TASK:
Output range, inclusive: from the line containing "of the nose" to the line containing "of the finger". Restate those lines from the data below word for word and only those.

________________

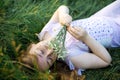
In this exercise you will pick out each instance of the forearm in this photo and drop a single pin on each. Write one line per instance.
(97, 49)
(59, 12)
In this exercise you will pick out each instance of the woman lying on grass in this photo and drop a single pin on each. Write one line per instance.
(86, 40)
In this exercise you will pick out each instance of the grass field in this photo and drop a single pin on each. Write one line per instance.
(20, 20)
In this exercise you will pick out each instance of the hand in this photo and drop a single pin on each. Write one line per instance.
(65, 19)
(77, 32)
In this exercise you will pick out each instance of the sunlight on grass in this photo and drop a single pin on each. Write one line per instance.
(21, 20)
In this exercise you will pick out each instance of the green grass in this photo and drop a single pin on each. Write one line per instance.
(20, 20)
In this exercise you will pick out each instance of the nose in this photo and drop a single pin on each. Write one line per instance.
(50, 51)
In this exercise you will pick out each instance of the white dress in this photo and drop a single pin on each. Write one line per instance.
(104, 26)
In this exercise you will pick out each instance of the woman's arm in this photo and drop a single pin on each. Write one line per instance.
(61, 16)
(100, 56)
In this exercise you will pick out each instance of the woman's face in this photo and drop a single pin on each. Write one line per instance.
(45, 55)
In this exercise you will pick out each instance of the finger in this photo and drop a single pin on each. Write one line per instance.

________________

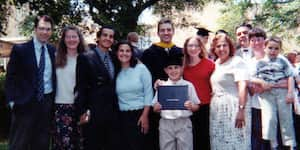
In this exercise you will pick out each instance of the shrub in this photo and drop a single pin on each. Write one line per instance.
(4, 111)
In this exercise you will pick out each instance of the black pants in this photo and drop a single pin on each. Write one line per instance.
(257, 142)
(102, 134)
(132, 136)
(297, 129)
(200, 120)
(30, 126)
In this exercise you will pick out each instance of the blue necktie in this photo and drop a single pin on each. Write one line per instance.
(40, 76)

________________

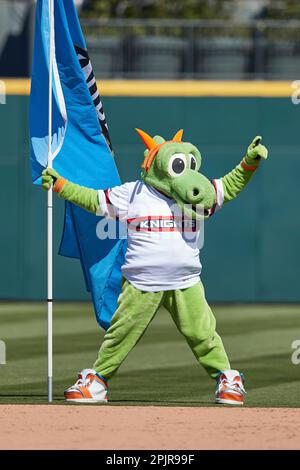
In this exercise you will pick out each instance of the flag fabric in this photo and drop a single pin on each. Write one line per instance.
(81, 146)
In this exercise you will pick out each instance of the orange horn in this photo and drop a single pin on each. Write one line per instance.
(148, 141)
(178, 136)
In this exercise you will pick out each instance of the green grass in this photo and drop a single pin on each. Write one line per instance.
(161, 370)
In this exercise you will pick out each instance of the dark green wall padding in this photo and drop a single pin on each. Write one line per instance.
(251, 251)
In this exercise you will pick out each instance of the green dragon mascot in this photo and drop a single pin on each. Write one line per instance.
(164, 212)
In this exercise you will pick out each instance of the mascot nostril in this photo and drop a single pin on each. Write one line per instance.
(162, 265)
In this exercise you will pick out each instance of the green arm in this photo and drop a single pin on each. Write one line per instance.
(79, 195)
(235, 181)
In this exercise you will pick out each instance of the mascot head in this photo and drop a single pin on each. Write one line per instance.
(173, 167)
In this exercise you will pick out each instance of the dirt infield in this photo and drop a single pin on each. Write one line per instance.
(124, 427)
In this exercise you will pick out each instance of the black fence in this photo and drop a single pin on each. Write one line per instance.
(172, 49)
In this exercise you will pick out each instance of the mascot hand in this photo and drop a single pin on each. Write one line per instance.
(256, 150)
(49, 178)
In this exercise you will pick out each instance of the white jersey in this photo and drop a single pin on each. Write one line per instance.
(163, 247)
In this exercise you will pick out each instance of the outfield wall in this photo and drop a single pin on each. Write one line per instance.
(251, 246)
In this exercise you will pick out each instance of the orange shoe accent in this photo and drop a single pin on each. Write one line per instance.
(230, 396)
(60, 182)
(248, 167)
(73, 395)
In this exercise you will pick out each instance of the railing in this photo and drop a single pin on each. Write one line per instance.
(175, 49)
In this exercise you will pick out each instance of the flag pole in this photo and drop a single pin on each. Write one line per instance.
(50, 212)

________________

WRITTEN REPLY:
In this exercise you will pick out each instance of the nose in this photo and drop a single pin on each. Write one line per instance.
(50, 51)
In this exercise you will pick out each instance of the white dress in this photo and drop a single pin on each. Write one line per instance.
(104, 26)
In this exercise you will pick out each instance of the woman's arm in this photo and drop a single pin on each. Write one line per instance.
(61, 16)
(100, 56)
In this exercise you will pick out each instance of the woman's face in this photo and drop a single pin on each. Write one line per instance.
(45, 55)
In this exercise you will pick out each instance of the finger in this photo and drop a single pin on each. Write one line per instance.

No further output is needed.